With the onset of the pandemic, the increased use of telemedicine has been the biggest change to how cancer care is being delivered; however, whether telemedicine is here to stay depends on the regulators and payers, said Amy Ellis, chief quality officer at Northwest Medical Specialties.
With the onset of the pandemic, the increased use of telemedicine has been the biggest change to how cancer care is being delivered; however, whether telemedicine is here to stay depends on the regulators and payers, said Amy Ellis, chief quality officer at Northwest Medical Specialties.
Transcript
How has Northwest Medical Specialties altered how it delivers care to its patients with cancer during the pandemic?
I'd say the biggest thing is telemedicine. At one point, we had about 60% of our office visits were done on telemedicine. Now, there's a little bit of a difference between providers. We've got, you know, one provider who hit that 60% mark, and then we've got others that were around 30%, 40%. But I would say that was the biggest change of our care delivery is operationalizing, telemedicine.
We used 3 different tools before we finally settled on using Zoom Health. We had a pilot with our medical director, Dr. [Sibel] Blau, and she tried, I want to say she tried 6 different tools. So, she was very, very helpful when we were trying to really settle on what tool to use, because in order to really have that buy-in from the staff and patients, the tool that you use and select is so important. If you're having audio issues, video issues, either the provider is not going to be happy and they're not going to want to do telemedicine visits, or the patients aren't going to be happy and they're not going to understand how to get themselves on the screen. So, I would say telemedicine is probably the biggest change that we made in our care delivery.
○ ○ ○ ○
### To do
• a. Do these statements agree with the interview on telemedicine in cancer care? (i) Every provider at the practice did about 60% of office visits by telemedicine. (ii) The practice used three different tools before settling on Zoom Health. (iii) Ellis said whether telemedicine is here to stay depends on regulators and payers.
• b. Continue the interview on telemedicine in cancer care, starting right after its last sentence.
○ ○ ○ ○
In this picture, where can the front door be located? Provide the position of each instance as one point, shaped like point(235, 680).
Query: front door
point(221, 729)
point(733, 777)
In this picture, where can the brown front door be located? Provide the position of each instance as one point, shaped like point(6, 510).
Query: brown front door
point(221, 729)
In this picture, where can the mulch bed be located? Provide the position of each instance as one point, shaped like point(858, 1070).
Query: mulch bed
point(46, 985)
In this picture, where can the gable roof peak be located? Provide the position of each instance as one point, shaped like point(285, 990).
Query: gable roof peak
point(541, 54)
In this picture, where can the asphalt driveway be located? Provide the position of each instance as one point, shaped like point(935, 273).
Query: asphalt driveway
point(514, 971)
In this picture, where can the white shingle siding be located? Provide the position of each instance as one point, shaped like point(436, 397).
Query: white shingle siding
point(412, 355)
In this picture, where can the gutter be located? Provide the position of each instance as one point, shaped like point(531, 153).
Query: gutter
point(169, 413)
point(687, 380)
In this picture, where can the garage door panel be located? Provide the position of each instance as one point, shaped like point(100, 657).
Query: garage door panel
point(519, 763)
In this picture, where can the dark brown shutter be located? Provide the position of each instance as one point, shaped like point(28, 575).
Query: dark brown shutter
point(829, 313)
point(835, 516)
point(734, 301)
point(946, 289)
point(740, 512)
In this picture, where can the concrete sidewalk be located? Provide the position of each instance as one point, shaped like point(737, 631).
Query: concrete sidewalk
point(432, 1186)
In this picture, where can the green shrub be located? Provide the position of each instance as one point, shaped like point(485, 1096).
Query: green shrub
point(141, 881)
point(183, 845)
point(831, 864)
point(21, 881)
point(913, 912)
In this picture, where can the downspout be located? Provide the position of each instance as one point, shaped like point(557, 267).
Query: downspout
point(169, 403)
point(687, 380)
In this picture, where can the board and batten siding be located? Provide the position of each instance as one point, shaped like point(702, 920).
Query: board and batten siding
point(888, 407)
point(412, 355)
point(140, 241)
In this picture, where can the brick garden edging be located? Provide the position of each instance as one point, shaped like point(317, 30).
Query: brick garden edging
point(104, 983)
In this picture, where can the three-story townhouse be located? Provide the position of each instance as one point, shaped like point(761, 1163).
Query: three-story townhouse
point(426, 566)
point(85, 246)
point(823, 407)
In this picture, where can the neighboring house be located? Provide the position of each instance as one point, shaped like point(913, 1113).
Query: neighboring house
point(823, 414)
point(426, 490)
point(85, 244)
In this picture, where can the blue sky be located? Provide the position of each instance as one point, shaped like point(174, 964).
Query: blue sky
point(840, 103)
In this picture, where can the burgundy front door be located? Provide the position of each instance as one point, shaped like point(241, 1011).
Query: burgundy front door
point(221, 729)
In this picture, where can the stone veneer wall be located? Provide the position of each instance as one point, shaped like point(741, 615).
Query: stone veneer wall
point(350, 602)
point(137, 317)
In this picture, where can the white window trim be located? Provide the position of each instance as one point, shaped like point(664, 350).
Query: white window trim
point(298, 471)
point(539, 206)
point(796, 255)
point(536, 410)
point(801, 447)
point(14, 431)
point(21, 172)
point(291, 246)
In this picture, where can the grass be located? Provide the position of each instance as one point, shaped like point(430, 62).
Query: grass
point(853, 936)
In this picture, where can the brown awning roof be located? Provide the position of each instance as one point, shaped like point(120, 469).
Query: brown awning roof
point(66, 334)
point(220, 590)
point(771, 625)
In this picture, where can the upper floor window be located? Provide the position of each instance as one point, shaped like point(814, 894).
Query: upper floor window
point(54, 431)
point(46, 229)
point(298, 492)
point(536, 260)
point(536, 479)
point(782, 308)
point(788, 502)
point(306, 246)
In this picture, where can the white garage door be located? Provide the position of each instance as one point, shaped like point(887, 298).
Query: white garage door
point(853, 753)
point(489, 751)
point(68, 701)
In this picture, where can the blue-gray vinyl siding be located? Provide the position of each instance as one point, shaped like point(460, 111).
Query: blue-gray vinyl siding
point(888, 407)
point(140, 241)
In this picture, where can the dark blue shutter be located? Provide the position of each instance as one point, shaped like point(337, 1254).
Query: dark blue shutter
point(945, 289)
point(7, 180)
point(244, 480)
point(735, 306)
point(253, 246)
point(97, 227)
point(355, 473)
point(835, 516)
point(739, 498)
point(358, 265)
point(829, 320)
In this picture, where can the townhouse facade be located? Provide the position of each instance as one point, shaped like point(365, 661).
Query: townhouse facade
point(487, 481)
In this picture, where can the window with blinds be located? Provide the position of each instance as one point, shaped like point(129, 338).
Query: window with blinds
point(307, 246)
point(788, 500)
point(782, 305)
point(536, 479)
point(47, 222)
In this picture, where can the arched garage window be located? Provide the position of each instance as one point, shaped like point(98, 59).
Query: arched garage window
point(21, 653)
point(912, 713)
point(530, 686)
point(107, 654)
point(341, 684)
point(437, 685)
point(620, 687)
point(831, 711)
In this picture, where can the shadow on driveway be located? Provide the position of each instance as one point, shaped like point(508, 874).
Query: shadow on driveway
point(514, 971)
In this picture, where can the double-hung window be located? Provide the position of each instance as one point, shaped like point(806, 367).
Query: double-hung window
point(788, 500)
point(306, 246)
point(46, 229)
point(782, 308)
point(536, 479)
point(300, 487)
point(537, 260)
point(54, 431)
○ ○ ○ ○
### Answers to the exercise
• a.
(i) No: "We've got, you know, one provider who hit that 60% mark, and then we've got others that were around 30%, 40%."
(ii) Yes: "We used 3 different tools before we finally settled on using Zoom Health."
(iii) Yes: "whether telemedicine is here to stay depends on the regulators and payers"

• b.
How much do you expect changes, like telemedicine, to stay around once the pandemic resolves? Is that part of the future of the practice or will it go away?
I think it depends on the regulatory side of it. And we would hope that payers, Medicare, will continue paying for telemedicine in the way that they are. But of course, our delivery of care is often dependent on the reimbursement. So, I think that the jury's probably still out on that. We know that in some fashion, if you know all the sudden post-pandemic, they take away the reimbursement for the services, we'll still use it for several different things, whether that be nurse check-ins,or other visits that prior to the pandemic weren't really reimbursable.But I think truly, truly, it's going to depend on really what it looks like on the regulatory and the payer side of it.